## begin

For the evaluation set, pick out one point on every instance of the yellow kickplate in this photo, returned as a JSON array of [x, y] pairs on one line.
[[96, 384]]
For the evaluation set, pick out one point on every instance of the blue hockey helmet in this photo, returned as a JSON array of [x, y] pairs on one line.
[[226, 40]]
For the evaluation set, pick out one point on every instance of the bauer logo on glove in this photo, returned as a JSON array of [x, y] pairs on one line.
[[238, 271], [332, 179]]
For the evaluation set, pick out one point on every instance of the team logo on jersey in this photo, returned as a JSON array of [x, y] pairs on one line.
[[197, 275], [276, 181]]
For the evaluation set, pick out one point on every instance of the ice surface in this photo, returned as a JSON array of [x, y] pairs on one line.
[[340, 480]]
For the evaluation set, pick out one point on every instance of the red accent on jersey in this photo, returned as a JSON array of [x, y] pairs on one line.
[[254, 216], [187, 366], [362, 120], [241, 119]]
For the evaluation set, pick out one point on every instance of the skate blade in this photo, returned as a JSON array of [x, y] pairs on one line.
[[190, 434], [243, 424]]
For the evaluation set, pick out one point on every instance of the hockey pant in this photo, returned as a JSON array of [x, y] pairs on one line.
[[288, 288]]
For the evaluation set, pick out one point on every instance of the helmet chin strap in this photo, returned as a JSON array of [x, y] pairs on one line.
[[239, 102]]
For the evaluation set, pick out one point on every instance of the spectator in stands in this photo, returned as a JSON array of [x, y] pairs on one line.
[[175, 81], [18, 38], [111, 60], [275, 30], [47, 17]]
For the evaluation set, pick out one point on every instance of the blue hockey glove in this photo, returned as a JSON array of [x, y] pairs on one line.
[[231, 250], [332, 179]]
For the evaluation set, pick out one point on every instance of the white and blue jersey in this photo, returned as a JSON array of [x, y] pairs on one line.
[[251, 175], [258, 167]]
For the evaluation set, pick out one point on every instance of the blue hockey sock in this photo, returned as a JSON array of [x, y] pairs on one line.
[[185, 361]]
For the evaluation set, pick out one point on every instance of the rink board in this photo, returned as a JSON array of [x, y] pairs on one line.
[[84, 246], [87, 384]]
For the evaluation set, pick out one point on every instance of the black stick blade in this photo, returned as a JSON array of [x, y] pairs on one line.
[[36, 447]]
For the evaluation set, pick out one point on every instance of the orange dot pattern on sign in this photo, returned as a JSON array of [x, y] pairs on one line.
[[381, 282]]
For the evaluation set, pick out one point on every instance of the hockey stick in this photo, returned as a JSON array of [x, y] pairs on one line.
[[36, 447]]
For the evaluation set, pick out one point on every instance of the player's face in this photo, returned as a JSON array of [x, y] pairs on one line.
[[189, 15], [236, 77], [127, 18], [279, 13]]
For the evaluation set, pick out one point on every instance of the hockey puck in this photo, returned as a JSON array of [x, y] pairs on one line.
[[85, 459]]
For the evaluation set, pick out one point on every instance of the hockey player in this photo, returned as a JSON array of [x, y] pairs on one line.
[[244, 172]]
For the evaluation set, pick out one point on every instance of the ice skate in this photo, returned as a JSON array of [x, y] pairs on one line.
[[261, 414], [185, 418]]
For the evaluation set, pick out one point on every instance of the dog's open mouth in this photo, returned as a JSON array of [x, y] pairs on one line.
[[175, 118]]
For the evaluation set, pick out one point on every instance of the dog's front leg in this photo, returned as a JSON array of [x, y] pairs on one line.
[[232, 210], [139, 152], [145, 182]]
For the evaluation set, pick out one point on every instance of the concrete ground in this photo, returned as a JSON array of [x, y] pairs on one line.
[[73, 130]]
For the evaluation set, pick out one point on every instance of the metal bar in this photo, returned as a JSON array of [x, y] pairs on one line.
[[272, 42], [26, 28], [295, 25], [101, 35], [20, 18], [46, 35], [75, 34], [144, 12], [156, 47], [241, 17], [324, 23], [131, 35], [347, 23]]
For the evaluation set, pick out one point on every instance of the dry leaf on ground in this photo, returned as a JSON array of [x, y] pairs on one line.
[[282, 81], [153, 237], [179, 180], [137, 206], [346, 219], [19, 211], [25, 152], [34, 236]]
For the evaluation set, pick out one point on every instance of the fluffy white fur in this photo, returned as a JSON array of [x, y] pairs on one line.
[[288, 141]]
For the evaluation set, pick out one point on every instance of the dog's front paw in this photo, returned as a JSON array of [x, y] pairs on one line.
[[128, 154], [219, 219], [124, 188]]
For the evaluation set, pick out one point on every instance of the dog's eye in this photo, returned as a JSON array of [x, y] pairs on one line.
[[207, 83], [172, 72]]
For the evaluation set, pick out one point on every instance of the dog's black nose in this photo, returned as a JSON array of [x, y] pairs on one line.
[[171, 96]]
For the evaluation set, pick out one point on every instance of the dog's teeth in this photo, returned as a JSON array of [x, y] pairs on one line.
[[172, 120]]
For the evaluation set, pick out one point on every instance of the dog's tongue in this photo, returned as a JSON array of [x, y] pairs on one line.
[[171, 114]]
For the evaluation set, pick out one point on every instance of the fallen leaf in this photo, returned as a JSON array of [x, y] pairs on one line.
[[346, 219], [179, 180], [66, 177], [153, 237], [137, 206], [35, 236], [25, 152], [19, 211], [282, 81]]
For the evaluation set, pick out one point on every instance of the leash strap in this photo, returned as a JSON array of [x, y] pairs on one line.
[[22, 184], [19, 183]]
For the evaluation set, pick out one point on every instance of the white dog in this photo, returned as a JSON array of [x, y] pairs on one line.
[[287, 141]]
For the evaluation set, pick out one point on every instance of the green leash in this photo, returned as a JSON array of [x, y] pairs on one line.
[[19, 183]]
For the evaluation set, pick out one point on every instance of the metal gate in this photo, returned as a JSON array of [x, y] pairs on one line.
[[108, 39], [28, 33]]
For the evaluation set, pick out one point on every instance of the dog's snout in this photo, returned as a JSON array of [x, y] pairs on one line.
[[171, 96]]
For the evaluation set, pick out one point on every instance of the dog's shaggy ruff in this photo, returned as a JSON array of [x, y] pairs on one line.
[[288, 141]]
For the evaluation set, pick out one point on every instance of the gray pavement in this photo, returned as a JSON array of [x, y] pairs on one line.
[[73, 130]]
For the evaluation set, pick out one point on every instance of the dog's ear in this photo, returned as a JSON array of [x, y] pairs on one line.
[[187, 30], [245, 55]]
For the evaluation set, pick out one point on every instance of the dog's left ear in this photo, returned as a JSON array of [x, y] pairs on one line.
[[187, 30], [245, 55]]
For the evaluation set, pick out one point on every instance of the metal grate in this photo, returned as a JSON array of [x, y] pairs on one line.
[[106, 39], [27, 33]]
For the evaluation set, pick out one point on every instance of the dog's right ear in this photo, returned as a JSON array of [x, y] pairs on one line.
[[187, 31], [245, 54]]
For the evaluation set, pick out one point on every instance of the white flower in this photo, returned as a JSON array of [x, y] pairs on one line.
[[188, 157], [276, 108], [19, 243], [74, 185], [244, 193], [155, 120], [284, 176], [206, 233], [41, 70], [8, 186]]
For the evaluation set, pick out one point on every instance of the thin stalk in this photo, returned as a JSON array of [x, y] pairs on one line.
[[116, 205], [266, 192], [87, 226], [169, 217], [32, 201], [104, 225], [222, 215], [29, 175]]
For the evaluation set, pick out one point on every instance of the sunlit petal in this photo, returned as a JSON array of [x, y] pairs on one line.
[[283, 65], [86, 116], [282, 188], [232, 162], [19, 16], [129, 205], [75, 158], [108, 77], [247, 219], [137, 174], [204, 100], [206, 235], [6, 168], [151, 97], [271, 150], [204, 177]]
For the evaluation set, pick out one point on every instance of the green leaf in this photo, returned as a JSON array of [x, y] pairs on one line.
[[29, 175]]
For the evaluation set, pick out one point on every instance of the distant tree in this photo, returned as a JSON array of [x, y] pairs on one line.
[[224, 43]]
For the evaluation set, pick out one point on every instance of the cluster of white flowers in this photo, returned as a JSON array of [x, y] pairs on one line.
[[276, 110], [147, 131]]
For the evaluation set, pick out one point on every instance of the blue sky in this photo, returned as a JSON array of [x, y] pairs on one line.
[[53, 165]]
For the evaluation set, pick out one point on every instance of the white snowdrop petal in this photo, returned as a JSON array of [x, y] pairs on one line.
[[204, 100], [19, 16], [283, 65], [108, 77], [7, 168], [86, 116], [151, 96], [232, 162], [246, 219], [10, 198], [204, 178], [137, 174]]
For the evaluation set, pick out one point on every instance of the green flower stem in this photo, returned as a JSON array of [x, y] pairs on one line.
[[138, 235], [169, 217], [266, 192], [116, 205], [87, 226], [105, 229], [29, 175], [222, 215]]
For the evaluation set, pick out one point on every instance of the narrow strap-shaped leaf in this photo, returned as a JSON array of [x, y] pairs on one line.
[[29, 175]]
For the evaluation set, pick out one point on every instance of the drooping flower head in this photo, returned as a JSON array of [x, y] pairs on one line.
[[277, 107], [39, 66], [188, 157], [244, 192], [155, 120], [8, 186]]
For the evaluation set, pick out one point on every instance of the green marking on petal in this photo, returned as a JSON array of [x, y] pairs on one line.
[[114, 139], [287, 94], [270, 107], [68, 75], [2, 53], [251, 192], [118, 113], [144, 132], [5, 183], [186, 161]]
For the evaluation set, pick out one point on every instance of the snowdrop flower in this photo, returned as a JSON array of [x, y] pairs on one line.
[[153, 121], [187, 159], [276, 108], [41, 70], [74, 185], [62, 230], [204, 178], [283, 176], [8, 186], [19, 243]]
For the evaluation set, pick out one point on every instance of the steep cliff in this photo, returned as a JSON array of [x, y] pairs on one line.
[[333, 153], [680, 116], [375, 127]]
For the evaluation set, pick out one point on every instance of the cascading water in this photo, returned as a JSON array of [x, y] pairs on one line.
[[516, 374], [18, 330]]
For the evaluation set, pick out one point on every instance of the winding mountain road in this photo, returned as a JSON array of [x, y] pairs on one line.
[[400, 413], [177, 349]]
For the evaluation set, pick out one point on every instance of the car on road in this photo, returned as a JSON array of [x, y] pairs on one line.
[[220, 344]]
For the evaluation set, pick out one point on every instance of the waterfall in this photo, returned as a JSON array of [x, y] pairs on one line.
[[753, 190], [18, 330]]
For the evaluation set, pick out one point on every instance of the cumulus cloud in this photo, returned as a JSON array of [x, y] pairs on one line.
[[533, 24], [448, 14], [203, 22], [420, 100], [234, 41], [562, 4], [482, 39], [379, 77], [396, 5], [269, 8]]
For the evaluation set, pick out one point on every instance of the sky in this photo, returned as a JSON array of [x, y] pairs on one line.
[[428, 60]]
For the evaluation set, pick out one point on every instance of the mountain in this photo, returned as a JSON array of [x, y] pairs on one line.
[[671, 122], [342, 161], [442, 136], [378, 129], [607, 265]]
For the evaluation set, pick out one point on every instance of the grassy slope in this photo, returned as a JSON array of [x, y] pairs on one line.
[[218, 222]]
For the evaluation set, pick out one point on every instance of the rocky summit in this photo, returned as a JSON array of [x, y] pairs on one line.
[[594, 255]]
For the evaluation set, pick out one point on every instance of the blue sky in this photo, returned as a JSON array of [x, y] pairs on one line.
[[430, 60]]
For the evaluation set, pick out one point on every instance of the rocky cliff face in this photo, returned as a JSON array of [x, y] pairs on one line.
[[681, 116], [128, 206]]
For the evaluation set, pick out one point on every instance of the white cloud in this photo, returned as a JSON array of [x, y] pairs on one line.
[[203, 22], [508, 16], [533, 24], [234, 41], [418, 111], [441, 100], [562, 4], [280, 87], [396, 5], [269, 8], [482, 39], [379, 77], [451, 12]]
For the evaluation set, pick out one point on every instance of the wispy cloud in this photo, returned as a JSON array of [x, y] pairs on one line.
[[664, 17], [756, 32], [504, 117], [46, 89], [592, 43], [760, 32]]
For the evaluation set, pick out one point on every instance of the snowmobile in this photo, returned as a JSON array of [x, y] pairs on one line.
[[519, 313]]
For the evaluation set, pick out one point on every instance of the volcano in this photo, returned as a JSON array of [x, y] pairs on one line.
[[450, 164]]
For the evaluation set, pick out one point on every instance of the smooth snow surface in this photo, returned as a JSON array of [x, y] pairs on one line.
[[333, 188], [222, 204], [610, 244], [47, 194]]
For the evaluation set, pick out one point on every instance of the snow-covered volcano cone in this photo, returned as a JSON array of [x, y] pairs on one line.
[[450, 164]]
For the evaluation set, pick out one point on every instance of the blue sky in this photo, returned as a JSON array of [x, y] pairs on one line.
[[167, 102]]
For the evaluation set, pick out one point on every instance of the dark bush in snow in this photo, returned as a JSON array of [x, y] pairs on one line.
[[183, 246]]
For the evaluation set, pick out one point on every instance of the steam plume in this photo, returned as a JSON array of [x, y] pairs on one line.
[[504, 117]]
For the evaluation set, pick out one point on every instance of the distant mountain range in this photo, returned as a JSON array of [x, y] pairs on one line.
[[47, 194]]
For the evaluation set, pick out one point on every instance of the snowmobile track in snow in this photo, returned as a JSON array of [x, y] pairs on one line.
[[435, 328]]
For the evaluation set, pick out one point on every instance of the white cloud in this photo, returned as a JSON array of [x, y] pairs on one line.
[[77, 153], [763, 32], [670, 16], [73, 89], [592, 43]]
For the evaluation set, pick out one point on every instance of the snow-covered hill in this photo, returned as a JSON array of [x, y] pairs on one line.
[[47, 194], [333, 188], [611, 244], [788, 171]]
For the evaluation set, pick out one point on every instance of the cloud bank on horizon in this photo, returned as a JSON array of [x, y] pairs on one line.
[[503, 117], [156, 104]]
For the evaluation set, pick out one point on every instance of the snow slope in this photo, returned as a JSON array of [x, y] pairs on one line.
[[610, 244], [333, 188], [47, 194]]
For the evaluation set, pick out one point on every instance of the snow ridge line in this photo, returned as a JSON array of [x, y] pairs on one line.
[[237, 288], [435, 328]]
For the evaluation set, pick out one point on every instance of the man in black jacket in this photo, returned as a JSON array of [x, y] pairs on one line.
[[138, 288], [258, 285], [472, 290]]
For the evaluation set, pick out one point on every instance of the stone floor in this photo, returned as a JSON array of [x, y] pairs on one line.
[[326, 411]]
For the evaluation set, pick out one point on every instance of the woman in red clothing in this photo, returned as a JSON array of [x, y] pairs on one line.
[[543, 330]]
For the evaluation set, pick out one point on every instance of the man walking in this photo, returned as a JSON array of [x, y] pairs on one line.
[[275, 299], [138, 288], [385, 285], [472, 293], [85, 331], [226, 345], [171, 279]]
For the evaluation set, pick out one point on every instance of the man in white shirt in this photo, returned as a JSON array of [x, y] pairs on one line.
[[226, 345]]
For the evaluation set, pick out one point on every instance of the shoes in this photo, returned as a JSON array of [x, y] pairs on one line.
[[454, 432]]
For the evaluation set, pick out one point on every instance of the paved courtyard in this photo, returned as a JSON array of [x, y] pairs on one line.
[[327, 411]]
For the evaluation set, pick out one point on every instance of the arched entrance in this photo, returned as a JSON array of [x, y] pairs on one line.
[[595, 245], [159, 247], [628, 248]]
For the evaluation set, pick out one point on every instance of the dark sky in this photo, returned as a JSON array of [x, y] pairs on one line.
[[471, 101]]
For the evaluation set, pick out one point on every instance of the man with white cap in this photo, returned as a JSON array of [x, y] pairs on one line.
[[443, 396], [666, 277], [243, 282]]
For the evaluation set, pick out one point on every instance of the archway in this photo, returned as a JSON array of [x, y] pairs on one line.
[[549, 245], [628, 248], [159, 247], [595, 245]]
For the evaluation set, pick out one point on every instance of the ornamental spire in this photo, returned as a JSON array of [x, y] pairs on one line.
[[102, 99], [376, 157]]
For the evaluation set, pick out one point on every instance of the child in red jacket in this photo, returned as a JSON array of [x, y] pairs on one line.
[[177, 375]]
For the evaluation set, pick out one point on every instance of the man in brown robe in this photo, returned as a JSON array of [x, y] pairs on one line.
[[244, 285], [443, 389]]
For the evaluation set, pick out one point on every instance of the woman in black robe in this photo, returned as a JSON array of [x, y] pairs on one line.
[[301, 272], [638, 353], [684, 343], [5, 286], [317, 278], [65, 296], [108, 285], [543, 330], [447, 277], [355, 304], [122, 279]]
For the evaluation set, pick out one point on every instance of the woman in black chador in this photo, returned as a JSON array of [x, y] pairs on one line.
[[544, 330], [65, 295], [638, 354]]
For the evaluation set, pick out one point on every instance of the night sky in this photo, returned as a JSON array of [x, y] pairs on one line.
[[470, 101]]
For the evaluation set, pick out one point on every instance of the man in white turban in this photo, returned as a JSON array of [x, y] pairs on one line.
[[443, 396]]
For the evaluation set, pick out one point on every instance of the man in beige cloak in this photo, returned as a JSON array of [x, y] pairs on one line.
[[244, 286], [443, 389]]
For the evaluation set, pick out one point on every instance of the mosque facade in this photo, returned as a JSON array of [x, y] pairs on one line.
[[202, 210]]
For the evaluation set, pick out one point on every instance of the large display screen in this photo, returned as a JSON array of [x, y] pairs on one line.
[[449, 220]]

## end

- [EXERCISE DETAILS]: Copy the stretch of the data above, from the line containing "the snow ridge" through the line containing "[[326, 411]]", without changing a character.

- [REPLY TO THE EXERCISE]:
For the evaluation set, pick out one point on every instance of the snow ridge line in this photo, returned as a JSON array of [x, y] pairs on one line.
[[237, 288], [435, 328]]
For the evaluation set, pick out one point on every instance of the man in black jacket in this photo, returned as a JSON array of [x, y] pairs on one line.
[[138, 288], [258, 285], [472, 290]]
For the evaluation set, pick out one point on every instance of the stone floor in this photo, returned as a JSON array of [x, y] pairs on one line.
[[326, 411]]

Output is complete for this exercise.